### Task details
Reproduce exactly the lines beginning with the line that contains "the white wall" and ending at the final line of the material below.

### Provided records
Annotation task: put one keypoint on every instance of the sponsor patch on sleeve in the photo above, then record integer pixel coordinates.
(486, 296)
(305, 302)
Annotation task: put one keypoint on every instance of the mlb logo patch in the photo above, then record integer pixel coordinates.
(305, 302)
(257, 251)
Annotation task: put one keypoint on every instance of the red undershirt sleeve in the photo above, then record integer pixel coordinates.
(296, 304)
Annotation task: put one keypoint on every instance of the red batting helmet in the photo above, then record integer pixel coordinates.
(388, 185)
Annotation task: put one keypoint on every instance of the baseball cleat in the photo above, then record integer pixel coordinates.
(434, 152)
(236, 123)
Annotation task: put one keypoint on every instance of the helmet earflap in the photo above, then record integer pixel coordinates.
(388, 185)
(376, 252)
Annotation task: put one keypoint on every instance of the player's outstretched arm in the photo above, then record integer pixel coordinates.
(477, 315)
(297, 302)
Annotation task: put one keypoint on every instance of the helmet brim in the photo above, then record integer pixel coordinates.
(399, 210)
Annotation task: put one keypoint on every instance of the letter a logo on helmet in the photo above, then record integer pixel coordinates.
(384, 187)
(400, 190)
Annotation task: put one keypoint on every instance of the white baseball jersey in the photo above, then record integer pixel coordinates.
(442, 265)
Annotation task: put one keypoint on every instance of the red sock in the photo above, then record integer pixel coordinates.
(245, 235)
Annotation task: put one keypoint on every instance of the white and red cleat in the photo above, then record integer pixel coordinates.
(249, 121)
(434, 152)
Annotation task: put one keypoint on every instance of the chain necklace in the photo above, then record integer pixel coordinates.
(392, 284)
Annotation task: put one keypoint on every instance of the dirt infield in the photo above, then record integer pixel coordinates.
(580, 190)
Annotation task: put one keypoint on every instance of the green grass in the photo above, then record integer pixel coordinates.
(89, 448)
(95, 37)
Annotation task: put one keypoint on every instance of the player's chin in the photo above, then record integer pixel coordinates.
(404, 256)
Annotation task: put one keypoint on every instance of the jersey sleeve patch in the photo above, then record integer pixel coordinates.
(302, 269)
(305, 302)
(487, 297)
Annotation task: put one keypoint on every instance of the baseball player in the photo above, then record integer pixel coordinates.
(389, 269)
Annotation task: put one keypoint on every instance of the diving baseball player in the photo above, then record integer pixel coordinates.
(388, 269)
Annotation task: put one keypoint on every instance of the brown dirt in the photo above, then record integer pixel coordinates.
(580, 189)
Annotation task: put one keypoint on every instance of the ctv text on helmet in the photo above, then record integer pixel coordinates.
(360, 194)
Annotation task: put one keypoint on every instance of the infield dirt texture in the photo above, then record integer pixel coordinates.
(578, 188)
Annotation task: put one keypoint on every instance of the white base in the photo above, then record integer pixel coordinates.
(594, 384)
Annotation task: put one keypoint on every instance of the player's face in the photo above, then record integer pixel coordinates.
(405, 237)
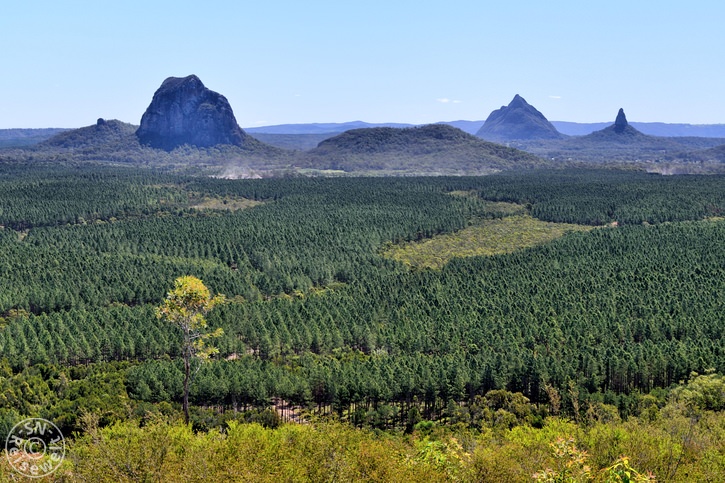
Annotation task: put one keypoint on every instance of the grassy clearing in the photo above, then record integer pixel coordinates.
(490, 237)
(230, 204)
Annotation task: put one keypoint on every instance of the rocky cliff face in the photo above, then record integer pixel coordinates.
(620, 131)
(517, 121)
(184, 111)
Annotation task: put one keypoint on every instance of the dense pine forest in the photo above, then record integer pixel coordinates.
(611, 326)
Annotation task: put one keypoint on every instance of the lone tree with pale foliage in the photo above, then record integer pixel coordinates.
(185, 306)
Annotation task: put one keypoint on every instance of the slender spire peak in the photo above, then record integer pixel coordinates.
(621, 122)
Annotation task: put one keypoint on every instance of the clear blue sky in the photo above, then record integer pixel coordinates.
(67, 63)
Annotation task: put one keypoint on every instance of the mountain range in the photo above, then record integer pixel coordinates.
(187, 124)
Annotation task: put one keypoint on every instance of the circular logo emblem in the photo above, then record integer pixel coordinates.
(35, 447)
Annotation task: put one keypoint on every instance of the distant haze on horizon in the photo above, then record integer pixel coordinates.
(285, 62)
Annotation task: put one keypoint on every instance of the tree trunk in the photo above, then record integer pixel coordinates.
(187, 374)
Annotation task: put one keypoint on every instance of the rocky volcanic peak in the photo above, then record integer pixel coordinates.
(620, 124)
(518, 120)
(620, 131)
(184, 111)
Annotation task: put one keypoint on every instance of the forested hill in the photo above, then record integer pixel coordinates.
(431, 148)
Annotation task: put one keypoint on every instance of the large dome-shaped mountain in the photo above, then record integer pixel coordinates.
(517, 121)
(184, 111)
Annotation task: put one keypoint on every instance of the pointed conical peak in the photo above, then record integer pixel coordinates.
(518, 120)
(518, 101)
(620, 123)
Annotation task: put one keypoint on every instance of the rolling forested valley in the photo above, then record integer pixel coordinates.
(559, 325)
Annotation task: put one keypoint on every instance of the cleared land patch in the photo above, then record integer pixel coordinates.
(231, 204)
(489, 237)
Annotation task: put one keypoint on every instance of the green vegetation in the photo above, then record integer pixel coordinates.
(489, 237)
(414, 151)
(468, 372)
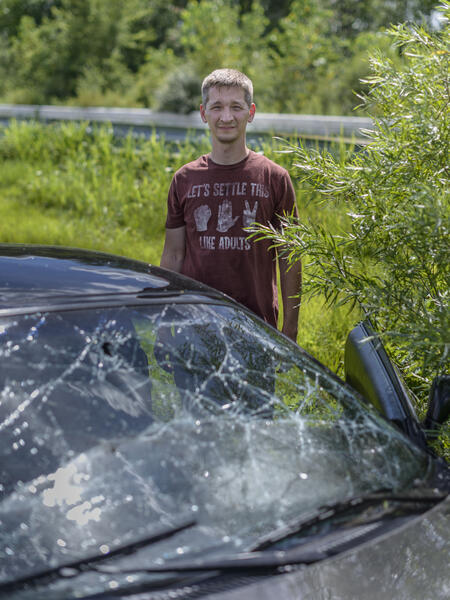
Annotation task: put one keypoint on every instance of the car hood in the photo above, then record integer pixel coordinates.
(409, 563)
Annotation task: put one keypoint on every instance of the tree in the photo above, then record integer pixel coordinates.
(392, 258)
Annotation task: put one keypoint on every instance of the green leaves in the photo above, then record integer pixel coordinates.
(392, 256)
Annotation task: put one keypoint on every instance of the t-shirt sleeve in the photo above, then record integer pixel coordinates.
(286, 202)
(175, 213)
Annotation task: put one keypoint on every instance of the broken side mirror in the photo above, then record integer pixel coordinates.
(438, 405)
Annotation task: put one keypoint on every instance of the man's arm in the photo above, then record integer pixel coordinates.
(174, 249)
(291, 285)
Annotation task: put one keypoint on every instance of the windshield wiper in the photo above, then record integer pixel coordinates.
(257, 558)
(73, 568)
(328, 511)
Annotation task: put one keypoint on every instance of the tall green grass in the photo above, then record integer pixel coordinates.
(80, 185)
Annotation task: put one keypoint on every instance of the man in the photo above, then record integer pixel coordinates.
(214, 198)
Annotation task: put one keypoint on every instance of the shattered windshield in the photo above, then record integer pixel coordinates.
(115, 422)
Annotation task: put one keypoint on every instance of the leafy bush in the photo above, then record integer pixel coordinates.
(392, 257)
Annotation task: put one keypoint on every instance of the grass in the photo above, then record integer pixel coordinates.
(75, 185)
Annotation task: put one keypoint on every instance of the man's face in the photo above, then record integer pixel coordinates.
(227, 114)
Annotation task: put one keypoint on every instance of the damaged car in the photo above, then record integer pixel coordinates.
(158, 440)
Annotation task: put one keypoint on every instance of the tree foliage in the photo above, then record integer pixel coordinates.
(392, 258)
(303, 55)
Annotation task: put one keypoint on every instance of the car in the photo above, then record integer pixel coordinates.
(158, 440)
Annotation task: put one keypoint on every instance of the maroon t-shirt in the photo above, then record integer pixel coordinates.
(215, 203)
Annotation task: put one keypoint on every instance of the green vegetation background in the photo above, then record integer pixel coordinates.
(71, 184)
(304, 56)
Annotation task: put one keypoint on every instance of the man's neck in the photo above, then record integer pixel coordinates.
(228, 154)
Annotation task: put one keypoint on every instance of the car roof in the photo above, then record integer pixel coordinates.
(32, 274)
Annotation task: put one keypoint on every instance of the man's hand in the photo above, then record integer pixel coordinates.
(291, 287)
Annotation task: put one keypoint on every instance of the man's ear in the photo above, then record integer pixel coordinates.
(202, 113)
(251, 115)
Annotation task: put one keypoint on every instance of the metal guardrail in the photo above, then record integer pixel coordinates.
(304, 126)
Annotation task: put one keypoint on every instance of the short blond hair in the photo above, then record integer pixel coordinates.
(227, 78)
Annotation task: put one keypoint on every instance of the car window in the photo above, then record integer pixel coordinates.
(116, 420)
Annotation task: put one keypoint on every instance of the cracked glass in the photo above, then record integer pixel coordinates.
(117, 421)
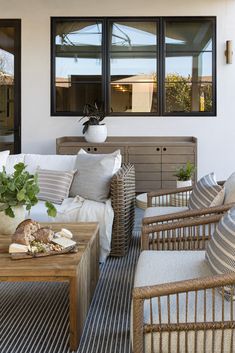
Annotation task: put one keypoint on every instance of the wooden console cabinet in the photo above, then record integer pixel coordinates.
(155, 158)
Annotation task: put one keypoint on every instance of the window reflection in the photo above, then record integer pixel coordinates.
(133, 97)
(78, 64)
(134, 36)
(188, 66)
(78, 36)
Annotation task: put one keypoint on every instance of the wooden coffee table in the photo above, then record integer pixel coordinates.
(80, 270)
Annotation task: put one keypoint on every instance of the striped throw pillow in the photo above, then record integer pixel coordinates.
(54, 185)
(204, 192)
(220, 250)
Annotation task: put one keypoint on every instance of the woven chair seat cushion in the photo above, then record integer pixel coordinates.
(158, 267)
(161, 210)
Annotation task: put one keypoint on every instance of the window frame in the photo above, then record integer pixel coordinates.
(160, 65)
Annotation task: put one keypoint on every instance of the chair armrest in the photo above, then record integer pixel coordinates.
(163, 197)
(185, 234)
(196, 284)
(122, 190)
(168, 296)
(187, 214)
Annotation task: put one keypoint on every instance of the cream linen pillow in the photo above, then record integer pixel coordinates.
(94, 174)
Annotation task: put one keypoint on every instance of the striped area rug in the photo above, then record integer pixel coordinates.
(34, 316)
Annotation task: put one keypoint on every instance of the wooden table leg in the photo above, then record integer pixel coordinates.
(73, 314)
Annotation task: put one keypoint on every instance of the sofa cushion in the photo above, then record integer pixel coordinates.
(3, 159)
(80, 210)
(54, 162)
(204, 192)
(12, 160)
(220, 252)
(54, 185)
(92, 181)
(229, 186)
(157, 267)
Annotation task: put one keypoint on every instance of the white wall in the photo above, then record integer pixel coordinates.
(216, 135)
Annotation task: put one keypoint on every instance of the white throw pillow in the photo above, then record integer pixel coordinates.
(220, 251)
(94, 173)
(229, 186)
(3, 158)
(54, 185)
(219, 199)
(12, 160)
(53, 161)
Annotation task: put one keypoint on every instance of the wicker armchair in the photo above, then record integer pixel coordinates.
(179, 198)
(175, 197)
(190, 315)
(123, 203)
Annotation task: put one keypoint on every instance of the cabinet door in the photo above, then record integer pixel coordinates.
(172, 159)
(147, 161)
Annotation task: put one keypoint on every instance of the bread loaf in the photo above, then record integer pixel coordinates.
(24, 232)
(44, 235)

### Exercise result
Annotation task: put one keypoint on every instance of the white wall in the photo above, then record integer pixel coordinates.
(216, 135)
Annotation task: put one keypoint on every instance of the white throw pillow in the photo above, then record integer pixel coordinates.
(220, 251)
(94, 173)
(229, 186)
(3, 158)
(54, 185)
(219, 199)
(12, 160)
(53, 161)
Annotation task: put one keypoint on every instance of the wicker armchair in the photo above, then record integer pixel coordinates.
(179, 198)
(175, 197)
(190, 315)
(123, 203)
Annotation task: put one keypoint on every instance of the cabinet door in the photo above, then record integer pixel coordinates.
(172, 159)
(147, 161)
Annotation task: put one keypoint on every instance of the bread loaf in the photo above, then record integer pixel coordinates.
(24, 232)
(44, 235)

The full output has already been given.